* WHAT IS ASKED: In the lines from the one containing "Plain rules. Mark every instance of the wooden" through the end of the lines, switch "seagull" to "gull" and leave everything else unchanged. Give only those lines, without the pictures.

[Lines for pointing at objects in photos]
§
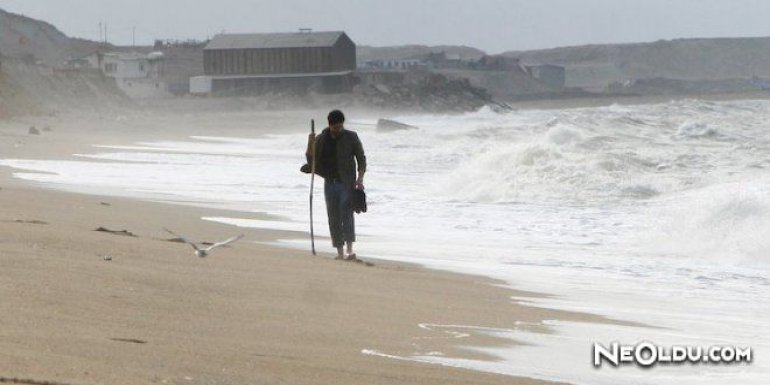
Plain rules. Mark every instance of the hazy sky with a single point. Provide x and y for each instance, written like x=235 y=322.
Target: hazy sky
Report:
x=492 y=25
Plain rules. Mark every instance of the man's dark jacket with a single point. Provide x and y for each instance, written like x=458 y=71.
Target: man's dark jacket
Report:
x=350 y=152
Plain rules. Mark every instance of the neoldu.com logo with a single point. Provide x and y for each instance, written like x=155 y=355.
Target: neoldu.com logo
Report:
x=647 y=354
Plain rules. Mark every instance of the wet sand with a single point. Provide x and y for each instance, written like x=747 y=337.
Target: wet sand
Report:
x=247 y=314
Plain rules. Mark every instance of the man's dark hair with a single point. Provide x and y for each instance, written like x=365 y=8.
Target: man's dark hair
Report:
x=336 y=117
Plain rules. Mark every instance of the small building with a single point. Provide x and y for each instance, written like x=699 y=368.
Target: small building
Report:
x=551 y=75
x=257 y=63
x=136 y=74
x=393 y=64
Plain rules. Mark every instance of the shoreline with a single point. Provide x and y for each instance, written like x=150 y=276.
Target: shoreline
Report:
x=139 y=299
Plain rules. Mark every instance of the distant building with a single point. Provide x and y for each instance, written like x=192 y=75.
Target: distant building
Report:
x=549 y=74
x=136 y=74
x=394 y=64
x=256 y=63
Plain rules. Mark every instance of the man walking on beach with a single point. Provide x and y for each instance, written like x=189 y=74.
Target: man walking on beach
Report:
x=339 y=154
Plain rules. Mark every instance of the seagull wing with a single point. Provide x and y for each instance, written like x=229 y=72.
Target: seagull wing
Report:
x=225 y=242
x=185 y=240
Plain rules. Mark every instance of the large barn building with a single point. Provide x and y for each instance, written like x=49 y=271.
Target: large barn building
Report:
x=258 y=63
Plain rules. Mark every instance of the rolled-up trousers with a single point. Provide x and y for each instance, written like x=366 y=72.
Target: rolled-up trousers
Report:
x=339 y=209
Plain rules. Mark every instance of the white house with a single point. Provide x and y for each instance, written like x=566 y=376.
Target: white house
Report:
x=138 y=75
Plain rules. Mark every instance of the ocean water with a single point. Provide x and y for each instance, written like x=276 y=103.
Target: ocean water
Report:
x=656 y=214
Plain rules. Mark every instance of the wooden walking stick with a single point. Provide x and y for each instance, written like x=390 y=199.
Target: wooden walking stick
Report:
x=312 y=181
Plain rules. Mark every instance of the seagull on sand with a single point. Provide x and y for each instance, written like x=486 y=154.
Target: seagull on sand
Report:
x=203 y=252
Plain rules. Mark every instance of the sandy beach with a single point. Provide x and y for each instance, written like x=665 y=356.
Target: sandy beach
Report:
x=248 y=314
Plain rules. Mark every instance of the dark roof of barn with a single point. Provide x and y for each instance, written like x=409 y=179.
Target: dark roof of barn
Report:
x=274 y=40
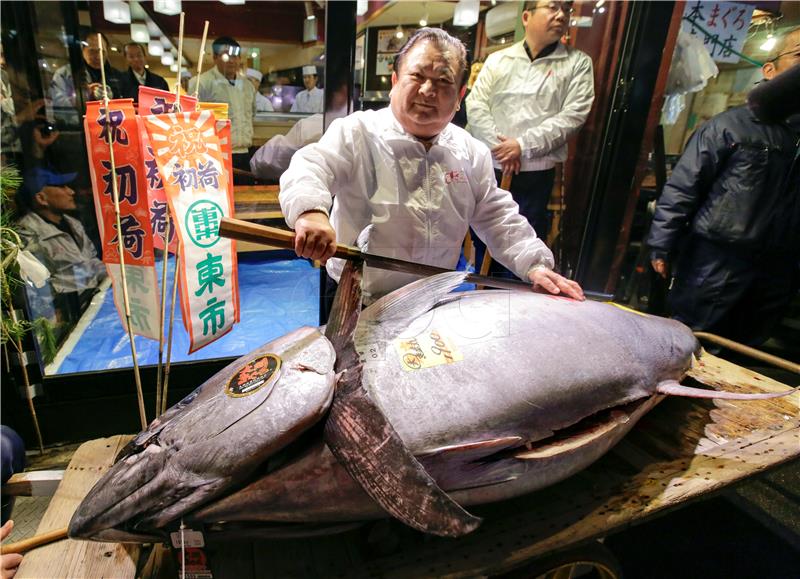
§
* ANSWER TO THIS EXERCISE:
Plain rules. Mark every instance of the wooden walking stick with a single point. Provide x and y for each instance, written like x=390 y=199.
Target: wooden walking stick
Report:
x=312 y=181
Plain rules. Mark every instance of the gull on sand with a single point. Provide x and y for each instance, written like x=486 y=154.
Target: gull on sand
Report:
x=203 y=252
Plain rules. Mark every instance of the sandy beach with a single point. Provide x and y for each instance, written like x=665 y=356.
Target: sandy beach
Report:
x=248 y=314
Plain rules. Mark every instance of the dark roof of barn with a single point. Provide x and y for each instance, written like x=409 y=179.
Target: dark roof of barn
Report:
x=274 y=40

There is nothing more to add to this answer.